┌────────

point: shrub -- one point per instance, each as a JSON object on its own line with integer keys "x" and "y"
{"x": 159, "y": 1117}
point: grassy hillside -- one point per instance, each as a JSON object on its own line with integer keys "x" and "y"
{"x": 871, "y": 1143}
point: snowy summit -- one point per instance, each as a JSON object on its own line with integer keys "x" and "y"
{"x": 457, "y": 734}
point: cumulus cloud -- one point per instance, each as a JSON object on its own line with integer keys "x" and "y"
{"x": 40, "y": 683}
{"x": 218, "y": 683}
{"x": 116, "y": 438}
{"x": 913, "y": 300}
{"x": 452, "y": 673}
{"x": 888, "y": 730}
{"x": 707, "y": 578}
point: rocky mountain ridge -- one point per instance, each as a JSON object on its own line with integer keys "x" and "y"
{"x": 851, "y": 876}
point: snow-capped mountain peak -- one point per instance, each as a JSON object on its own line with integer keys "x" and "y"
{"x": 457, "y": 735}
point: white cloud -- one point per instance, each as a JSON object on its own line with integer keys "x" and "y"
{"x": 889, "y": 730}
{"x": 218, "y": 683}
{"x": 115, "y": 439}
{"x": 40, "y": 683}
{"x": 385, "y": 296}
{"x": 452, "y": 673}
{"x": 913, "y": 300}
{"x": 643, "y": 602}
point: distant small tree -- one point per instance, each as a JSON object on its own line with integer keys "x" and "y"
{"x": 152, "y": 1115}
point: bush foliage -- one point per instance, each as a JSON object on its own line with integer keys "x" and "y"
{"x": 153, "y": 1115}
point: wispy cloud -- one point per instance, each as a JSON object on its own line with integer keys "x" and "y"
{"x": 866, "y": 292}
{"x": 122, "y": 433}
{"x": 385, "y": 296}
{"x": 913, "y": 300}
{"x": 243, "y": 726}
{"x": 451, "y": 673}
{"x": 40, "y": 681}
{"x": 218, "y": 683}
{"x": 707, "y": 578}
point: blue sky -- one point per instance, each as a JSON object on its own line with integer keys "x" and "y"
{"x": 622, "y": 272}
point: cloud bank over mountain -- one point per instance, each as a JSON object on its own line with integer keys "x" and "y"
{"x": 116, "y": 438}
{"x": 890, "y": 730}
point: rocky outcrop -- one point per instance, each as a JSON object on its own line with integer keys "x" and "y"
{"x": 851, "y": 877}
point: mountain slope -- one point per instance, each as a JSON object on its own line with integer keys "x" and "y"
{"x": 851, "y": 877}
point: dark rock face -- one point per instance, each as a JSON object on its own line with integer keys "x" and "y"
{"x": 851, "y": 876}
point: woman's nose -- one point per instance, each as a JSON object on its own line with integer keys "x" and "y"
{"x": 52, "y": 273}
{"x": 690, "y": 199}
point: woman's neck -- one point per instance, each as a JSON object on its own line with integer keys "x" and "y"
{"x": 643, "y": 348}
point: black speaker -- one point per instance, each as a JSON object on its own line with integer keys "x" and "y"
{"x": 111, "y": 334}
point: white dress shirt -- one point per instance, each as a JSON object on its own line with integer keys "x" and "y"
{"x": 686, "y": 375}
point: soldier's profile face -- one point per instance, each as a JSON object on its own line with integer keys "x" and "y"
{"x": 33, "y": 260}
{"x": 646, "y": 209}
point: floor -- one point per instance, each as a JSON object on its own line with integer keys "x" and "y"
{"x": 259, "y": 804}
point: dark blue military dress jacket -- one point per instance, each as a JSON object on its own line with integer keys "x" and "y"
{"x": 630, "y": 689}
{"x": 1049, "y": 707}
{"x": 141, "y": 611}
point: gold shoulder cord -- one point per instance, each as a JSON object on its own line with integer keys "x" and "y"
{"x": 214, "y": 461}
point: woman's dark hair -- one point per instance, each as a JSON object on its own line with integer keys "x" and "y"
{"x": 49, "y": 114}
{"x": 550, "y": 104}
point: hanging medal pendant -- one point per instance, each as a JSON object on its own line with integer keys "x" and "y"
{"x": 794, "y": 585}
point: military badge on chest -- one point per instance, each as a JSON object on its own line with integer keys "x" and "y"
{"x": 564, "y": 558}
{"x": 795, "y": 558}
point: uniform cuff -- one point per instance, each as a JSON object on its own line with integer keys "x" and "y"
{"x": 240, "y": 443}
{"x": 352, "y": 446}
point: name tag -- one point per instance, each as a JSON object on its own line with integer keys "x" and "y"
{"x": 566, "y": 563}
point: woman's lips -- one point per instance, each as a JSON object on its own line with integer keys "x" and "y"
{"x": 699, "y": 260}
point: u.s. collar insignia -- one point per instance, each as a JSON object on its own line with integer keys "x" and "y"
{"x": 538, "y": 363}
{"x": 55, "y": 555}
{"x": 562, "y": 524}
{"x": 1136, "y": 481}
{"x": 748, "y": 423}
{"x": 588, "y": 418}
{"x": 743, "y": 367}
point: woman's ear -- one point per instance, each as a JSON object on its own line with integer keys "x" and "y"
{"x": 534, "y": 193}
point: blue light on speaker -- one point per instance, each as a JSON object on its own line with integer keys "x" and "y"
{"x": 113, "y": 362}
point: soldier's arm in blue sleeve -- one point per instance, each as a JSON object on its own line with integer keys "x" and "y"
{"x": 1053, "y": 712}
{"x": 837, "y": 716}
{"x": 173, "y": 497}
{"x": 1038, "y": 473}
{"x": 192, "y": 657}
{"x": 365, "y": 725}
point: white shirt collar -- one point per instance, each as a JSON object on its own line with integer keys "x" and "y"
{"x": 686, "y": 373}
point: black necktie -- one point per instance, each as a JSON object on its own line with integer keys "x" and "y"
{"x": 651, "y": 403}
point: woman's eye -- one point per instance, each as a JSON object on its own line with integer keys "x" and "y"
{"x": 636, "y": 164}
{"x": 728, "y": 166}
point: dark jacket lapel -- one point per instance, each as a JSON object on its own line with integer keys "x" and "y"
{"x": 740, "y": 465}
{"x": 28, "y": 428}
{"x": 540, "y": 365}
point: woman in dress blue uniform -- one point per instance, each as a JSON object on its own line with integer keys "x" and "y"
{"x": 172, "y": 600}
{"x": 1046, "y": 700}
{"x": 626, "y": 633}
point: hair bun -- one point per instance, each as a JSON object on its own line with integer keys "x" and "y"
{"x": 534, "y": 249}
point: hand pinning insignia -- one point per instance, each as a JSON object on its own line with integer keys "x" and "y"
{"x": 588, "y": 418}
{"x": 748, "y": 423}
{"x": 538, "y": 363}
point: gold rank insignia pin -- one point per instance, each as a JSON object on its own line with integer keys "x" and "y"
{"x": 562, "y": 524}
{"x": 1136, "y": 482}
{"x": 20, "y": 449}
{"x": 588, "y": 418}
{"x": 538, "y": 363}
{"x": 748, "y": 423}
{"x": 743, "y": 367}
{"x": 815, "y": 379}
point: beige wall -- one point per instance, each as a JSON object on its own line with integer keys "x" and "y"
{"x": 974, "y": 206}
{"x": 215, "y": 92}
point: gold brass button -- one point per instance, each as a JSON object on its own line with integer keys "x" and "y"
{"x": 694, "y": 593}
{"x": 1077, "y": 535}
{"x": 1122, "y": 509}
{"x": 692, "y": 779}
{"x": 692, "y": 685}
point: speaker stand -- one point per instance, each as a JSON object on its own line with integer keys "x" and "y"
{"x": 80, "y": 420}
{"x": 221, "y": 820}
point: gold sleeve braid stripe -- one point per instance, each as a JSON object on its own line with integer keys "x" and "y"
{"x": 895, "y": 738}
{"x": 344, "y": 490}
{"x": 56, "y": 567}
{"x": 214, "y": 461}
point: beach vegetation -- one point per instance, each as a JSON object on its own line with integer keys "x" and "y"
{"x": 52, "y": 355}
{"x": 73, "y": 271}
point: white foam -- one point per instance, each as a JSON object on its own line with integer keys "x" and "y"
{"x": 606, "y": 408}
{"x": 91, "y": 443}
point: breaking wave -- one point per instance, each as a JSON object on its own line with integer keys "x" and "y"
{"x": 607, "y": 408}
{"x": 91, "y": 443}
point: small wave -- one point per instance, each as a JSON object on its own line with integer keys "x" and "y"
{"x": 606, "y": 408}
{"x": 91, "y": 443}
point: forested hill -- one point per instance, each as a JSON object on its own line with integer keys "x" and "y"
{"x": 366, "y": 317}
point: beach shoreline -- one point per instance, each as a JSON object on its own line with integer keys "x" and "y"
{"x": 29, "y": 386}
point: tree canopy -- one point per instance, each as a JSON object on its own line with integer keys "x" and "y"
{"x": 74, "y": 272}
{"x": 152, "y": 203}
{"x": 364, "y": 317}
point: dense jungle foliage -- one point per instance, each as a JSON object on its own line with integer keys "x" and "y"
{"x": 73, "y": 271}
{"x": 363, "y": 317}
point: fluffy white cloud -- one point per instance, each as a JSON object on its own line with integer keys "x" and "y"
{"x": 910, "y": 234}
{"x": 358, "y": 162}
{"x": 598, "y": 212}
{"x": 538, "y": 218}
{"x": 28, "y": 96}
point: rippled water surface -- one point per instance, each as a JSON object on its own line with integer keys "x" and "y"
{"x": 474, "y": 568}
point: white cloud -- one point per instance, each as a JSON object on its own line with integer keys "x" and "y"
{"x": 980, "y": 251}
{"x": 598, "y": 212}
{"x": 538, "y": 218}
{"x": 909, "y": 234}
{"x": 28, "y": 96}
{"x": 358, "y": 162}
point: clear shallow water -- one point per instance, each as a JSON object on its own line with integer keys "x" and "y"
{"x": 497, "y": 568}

└────────

- Prompt -
Retype exactly, please, each line from the line that contains "point: beach vegetation" through the last line of the entries above, with nothing added.

- Result -
point: beach vegetation -- one point per instance, each as a JSON object on its own line with integer keys "x" and "y"
{"x": 52, "y": 355}
{"x": 73, "y": 271}
point: white foam -- one point per instance, each as a JSON object on its own line with integer keys "x" and "y"
{"x": 606, "y": 408}
{"x": 91, "y": 443}
point: breaking wave -- one point per instance, each as a JSON object on its own line with integer keys "x" and "y"
{"x": 607, "y": 408}
{"x": 91, "y": 443}
point: small wave -- one point per instance, each as a JSON object on its own line with integer keys "x" and "y"
{"x": 606, "y": 408}
{"x": 91, "y": 443}
point: forested hill -- one point per instance, each as a JSON object on its own line with integer keys "x" and "y"
{"x": 366, "y": 317}
point: beach shoreline -- one point per instance, each as a JSON object on its own line with integer keys "x" and "y"
{"x": 29, "y": 386}
point: tree canopy -- one point per instance, each as a JSON object on its own line with integer keys "x" and "y"
{"x": 74, "y": 272}
{"x": 152, "y": 203}
{"x": 364, "y": 317}
point: dense jungle foliage -- one point per instance, each as a JSON object on its own line with integer keys "x" and "y"
{"x": 73, "y": 271}
{"x": 363, "y": 317}
point: fluffy white cloud -- one point per instance, each as a JSON object on its own line with integer keys "x" and "y"
{"x": 910, "y": 234}
{"x": 358, "y": 162}
{"x": 598, "y": 212}
{"x": 538, "y": 218}
{"x": 28, "y": 96}
point: rippled water surface -- one point per instance, each as a JSON object on its own line with integer keys "x" and "y"
{"x": 474, "y": 568}
point: white cloud -- one point per instance, each as a JSON object on its own line with integer keys "x" and "y"
{"x": 980, "y": 251}
{"x": 598, "y": 212}
{"x": 538, "y": 218}
{"x": 909, "y": 234}
{"x": 28, "y": 96}
{"x": 358, "y": 162}
point: clear shallow water -- one point per instance, each as a JSON object on its own line with integer keys "x" and "y"
{"x": 497, "y": 568}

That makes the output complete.